**WAT MOET JE DOEN:** Zet in het materiaal hieronder het stuk van de regel met "Can you find the distant" tot en met de regel met "pixel 187 47" om in een JSON-lijst van strings. Maak van elke regel één string en laat lege regels weg.

**MATERIAAL:**

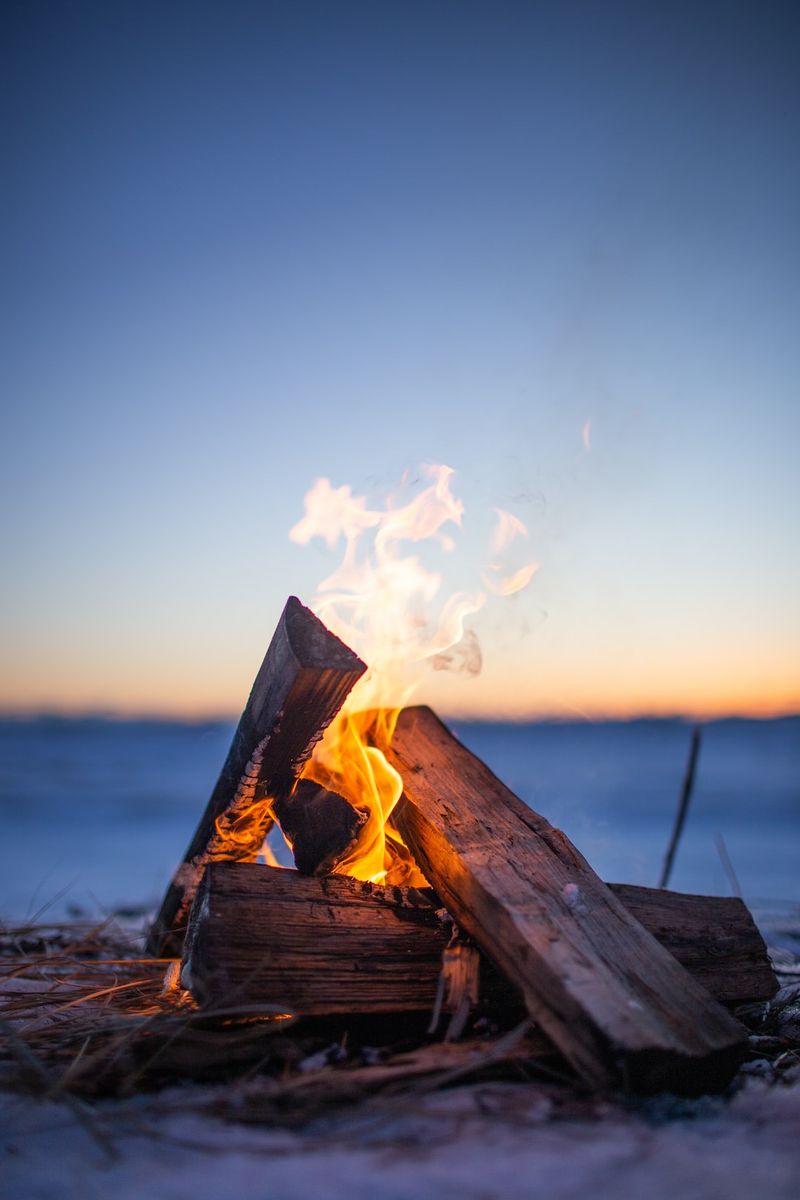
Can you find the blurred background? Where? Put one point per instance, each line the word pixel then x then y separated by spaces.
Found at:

...

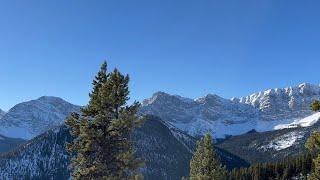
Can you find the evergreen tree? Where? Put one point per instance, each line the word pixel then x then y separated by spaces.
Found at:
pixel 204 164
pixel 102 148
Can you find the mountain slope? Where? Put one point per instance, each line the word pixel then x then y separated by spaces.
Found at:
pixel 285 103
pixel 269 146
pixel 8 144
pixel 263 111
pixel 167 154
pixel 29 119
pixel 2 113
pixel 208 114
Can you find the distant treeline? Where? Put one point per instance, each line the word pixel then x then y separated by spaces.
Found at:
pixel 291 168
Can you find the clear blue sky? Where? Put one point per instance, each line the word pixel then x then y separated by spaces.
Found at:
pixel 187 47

**ANTWOORD:**
[
  "Can you find the distant treeline? Where? Put one point per instance, each line the word pixel then x then y separated by spaces.",
  "Found at:",
  "pixel 291 168",
  "Can you find the clear blue sky? Where? Put one point per instance, each line the word pixel then x then y separated by spaces.",
  "Found at:",
  "pixel 187 47"
]